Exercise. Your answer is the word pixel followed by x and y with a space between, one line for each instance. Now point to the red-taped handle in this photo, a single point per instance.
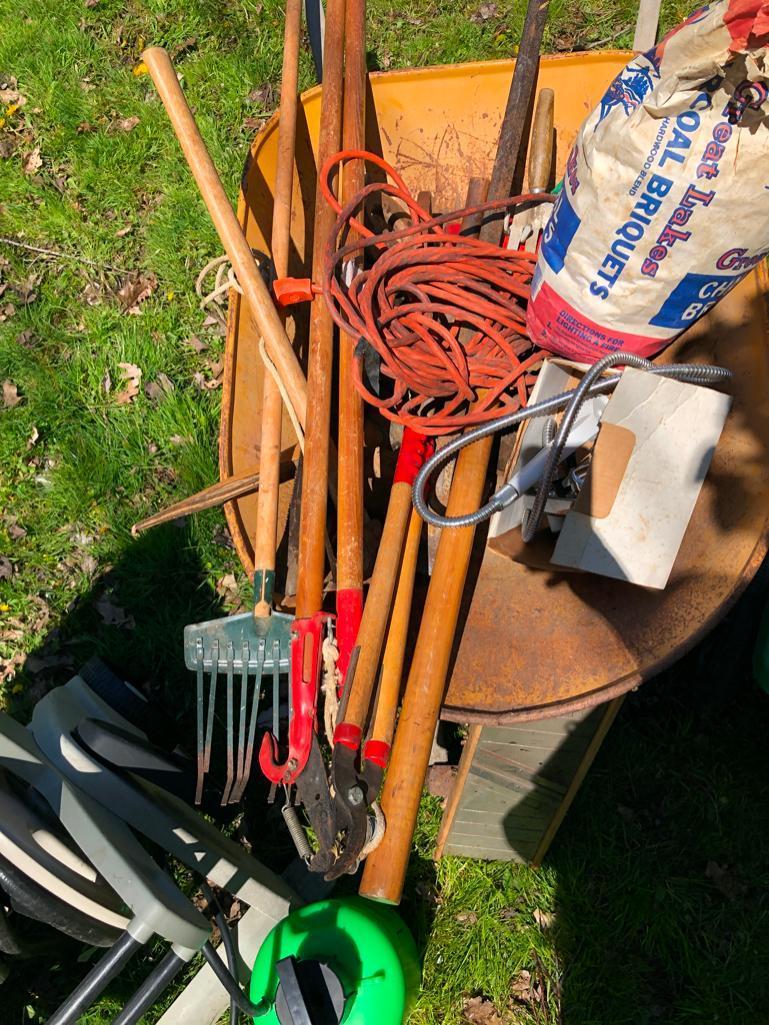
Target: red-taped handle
pixel 414 450
pixel 349 735
pixel 376 751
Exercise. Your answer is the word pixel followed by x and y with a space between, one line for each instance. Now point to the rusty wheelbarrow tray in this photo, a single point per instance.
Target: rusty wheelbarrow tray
pixel 534 643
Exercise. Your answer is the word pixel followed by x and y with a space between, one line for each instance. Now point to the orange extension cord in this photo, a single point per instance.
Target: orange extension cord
pixel 423 287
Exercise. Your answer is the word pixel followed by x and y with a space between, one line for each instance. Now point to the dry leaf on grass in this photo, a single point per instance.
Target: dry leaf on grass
pixel 134 290
pixel 725 879
pixel 479 1011
pixel 8 666
pixel 11 397
pixel 32 162
pixel 159 387
pixel 27 338
pixel 227 588
pixel 112 614
pixel 543 918
pixel 208 383
pixel 196 343
pixel 37 663
pixel 262 94
pixel 132 375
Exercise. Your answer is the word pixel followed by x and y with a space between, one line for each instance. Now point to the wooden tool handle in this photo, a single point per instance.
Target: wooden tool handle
pixel 350 505
pixel 376 610
pixel 395 646
pixel 257 296
pixel 385 872
pixel 540 147
pixel 312 557
pixel 266 540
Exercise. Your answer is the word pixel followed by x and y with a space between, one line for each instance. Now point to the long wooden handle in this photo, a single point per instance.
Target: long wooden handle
pixel 540 148
pixel 376 610
pixel 395 646
pixel 350 505
pixel 385 872
pixel 260 305
pixel 266 540
pixel 312 557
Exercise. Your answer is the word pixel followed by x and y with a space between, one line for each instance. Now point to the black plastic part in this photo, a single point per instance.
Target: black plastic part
pixel 127 701
pixel 9 942
pixel 120 749
pixel 314 17
pixel 96 981
pixel 34 901
pixel 151 989
pixel 309 993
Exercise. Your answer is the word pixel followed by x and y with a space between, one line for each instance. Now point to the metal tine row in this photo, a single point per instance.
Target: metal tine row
pixel 238 763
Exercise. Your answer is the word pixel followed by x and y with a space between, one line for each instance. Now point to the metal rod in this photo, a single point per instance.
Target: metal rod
pixel 96 981
pixel 151 989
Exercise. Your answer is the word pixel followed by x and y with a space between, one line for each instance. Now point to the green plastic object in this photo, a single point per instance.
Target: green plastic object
pixel 366 946
pixel 761 654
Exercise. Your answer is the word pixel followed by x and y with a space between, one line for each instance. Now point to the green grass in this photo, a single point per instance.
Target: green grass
pixel 626 923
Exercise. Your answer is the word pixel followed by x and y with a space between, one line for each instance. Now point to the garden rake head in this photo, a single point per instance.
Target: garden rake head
pixel 243 648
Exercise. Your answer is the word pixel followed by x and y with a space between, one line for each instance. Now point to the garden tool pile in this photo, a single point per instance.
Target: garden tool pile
pixel 425 322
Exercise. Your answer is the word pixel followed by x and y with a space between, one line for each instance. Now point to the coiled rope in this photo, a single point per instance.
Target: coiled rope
pixel 444 312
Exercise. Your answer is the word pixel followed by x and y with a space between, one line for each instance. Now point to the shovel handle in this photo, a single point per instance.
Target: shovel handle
pixel 540 148
pixel 357 699
pixel 266 540
pixel 261 308
pixel 395 646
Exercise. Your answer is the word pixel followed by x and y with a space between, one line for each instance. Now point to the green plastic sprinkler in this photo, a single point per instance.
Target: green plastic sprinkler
pixel 336 962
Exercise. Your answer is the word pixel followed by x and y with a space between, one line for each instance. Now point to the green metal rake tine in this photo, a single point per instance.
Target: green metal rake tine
pixel 246 773
pixel 230 724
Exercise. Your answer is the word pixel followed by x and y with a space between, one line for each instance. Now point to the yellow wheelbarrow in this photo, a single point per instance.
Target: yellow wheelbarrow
pixel 533 643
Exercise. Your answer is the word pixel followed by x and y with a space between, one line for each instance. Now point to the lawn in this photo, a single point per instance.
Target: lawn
pixel 652 905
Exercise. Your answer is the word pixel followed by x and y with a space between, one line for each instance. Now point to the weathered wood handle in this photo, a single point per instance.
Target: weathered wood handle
pixel 385 871
pixel 266 539
pixel 315 482
pixel 376 610
pixel 261 308
pixel 395 646
pixel 540 148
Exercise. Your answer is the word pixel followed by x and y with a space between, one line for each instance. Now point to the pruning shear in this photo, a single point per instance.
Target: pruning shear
pixel 356 787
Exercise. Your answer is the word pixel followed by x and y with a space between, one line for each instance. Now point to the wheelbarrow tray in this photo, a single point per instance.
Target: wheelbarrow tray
pixel 533 643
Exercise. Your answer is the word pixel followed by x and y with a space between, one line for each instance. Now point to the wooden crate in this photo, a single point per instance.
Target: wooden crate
pixel 515 784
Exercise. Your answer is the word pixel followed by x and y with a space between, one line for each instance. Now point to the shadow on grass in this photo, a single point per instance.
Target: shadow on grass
pixel 162 586
pixel 661 864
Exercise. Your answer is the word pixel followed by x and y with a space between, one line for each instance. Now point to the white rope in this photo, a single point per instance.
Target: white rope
pixel 211 302
pixel 331 678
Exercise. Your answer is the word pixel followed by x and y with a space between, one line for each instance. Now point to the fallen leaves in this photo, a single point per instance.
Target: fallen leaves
pixel 726 879
pixel 9 93
pixel 216 370
pixel 264 95
pixel 127 124
pixel 158 388
pixel 227 588
pixel 195 343
pixel 132 375
pixel 11 397
pixel 112 614
pixel 136 287
pixel 32 162
pixel 480 1011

Task instructions:
Output every line of the items above as a numbered list, skipping blank lines and leaving out the pictures.

Exercise result:
1. Exercise. Your answer is the word pixel followed by x and y with a space between, one line for each instance. Now point to the red-taped handle in this photo, a single point per instance.
2. Target: red-taped handle
3. pixel 414 450
4. pixel 349 735
5. pixel 376 751
6. Exercise. Your answer is the word pixel followed by x and y with a space between, one line for each instance. Now point to the rusty wheelbarrow tray in this photo, a single point per instance.
7. Target: rusty wheelbarrow tray
8. pixel 534 643
9. Exercise. Your answer is the word pixel followed by x and y with a space between, one line for each instance. Now point to the orange extension cord in this photo, a single point per instance.
10. Target: orange extension cord
11. pixel 423 287
12. Exercise. Your answer is the word pixel followed by x and y with a space between, one line for each instance. Now point to the dry leaf on grass in this photo, a single point per instance.
13. Target: dry leaf on grass
14. pixel 134 290
15. pixel 725 879
16. pixel 479 1011
17. pixel 8 666
18. pixel 11 397
19. pixel 32 162
20. pixel 159 387
21. pixel 27 338
22. pixel 227 588
23. pixel 112 614
24. pixel 543 918
25. pixel 208 383
26. pixel 196 343
27. pixel 37 663
28. pixel 262 94
29. pixel 132 375
30. Exercise. Your answer is the word pixel followed by x and y with a space between, one line for each instance. Now point to the wooden tool handle in this photo, a single point per instance.
31. Target: wooden tool handle
32. pixel 350 505
33. pixel 376 610
34. pixel 395 646
35. pixel 257 296
36. pixel 385 872
37. pixel 540 147
38. pixel 312 557
39. pixel 266 540
40. Exercise. Your answer is the word pixel followed by x and y with a space between, one line for each instance. Now point to the long wooden handle in this photo, a single point per instance.
41. Target: long wooden handle
42. pixel 540 148
43. pixel 376 610
44. pixel 395 646
45. pixel 350 505
46. pixel 385 872
47. pixel 260 305
48. pixel 266 540
49. pixel 312 557
50. Exercise. Your answer is the word pixel followed by x and y with a space between, one line for each instance. Now point to the black plastic part in this photo, a single point per instance.
51. Target: black plastic part
52. pixel 127 701
53. pixel 9 942
54. pixel 120 749
55. pixel 314 17
56. pixel 96 981
57. pixel 34 901
58. pixel 151 989
59. pixel 309 993
60. Exercise. Your answer is the word pixel followed by x and y with a space between, one line for each instance. Now point to the metal tine row in this photo, a single point per instance.
61. Target: metal tine row
62. pixel 238 763
63. Exercise. Your answer is the word pixel followed by x and y with a space between, one line for each instance. Now point to the metal rod in this photo, a single point per instance.
64. Target: metal rod
65. pixel 96 981
66. pixel 151 989
67. Exercise. Your answer is the word pixel followed by x and y with a space between, one line for each instance. Now point to the green plastic object in this photo, a single point per instance.
68. Target: green plastic object
69. pixel 366 946
70. pixel 761 654
71. Exercise. Your answer is the word pixel followed by x and y with a space between, one line for each instance. Now point to the green grass in this photo, a single point per instance.
72. Target: green grass
73. pixel 626 923
74. Exercise. Your answer is the word pixel followed by x and y with a space between, one line for each instance. Now point to the garden rake head in this photo, a single point per instance.
75. Target: garden rake head
76. pixel 243 648
77. Exercise. Your answer is the word pixel followed by x and y with a space between, one line for each instance. Now point to the garden tool pile in this photo, a single point per instance.
78. Target: garden tool pile
79. pixel 425 322
80. Exercise. Your answer is the word pixel followed by x and y with a space between, one line for each instance. Now point to the coiled rope in this photo, a single point per instance.
81. Target: coiled rope
82. pixel 444 312
83. Exercise. Your answer is the word pixel followed by x and y with a space between, one line for each instance. Now point to the shovel handle in this photo, a single point per instance.
84. Target: shovel handle
85. pixel 540 148
86. pixel 357 699
87. pixel 266 540
88. pixel 261 308
89. pixel 395 646
90. Exercise. Your answer is the word pixel followed by x and y with a space between, one line for each instance. Now point to the green plastic sprinkler in this photo, a single point per instance.
91. Target: green plastic sprinkler
92. pixel 336 962
93. Exercise. Your answer is the word pixel followed by x and y with a space between, one line for each instance. Now point to the green metal rake tine in this photo, a single point per instance.
94. Target: green metal rake tine
95. pixel 246 773
96. pixel 230 724
97. Exercise. Your answer is the word pixel followed by x and y with a space between, one line for each instance. Now point to the yellow wheelbarrow in this photo, a single point per instance.
98. Target: yellow wheelbarrow
99. pixel 533 643
100. Exercise. Your answer is the word pixel followed by x and y with a space between, one line for each instance. Now point to the lawn in this photo, a single point per instance.
101. Target: lawn
102. pixel 652 905
103. Exercise. Your answer is the word pixel followed by x and y with a space between, one line for each instance. Now point to the weathered wood handle in this photo, a single point per instance.
104. Target: weathered wood handle
105. pixel 385 871
106. pixel 266 539
107. pixel 315 482
108. pixel 376 610
109. pixel 261 308
110. pixel 395 646
111. pixel 540 148
112. Exercise. Your answer is the word pixel followed by x and y with a space between, one line for each instance. Now point to the pruning shear in this photo, a single point per instance.
113. Target: pruning shear
114. pixel 356 787
115. Exercise. Your answer is the word pixel followed by x and y with a space between, one line for each instance. Now point to the wheelbarrow tray in this photo, a single point per instance.
116. Target: wheelbarrow tray
117. pixel 533 643
118. Exercise. Your answer is the word pixel followed by x and y with a space between, one line for each instance. Now point to the wooden crate in this photo, a single point per instance.
119. Target: wooden crate
120. pixel 515 784
121. Exercise. Your answer is the word pixel followed by x and y with a space between, one line for each instance. Now point to the shadow on grass in this photo, a single point per instance.
122. Target: shadow on grass
123. pixel 162 586
124. pixel 661 864
125. Exercise. Your answer is the word pixel followed by x and y with a space between, one line for each instance. Now point to the white rope in this photo, a single point per instance.
126. Target: white rope
127. pixel 211 302
128. pixel 331 678
129. Exercise. Your answer is the word pixel followed by x and y with a space between, one line for each instance. Now point to the fallen leaves in this photo, a single point per instance.
130. Target: fallen leaves
131. pixel 726 879
132. pixel 9 93
133. pixel 216 370
134. pixel 264 95
135. pixel 127 124
136. pixel 158 388
137. pixel 227 588
138. pixel 195 343
139. pixel 132 375
140. pixel 11 397
141. pixel 112 614
142. pixel 136 287
143. pixel 32 162
144. pixel 480 1011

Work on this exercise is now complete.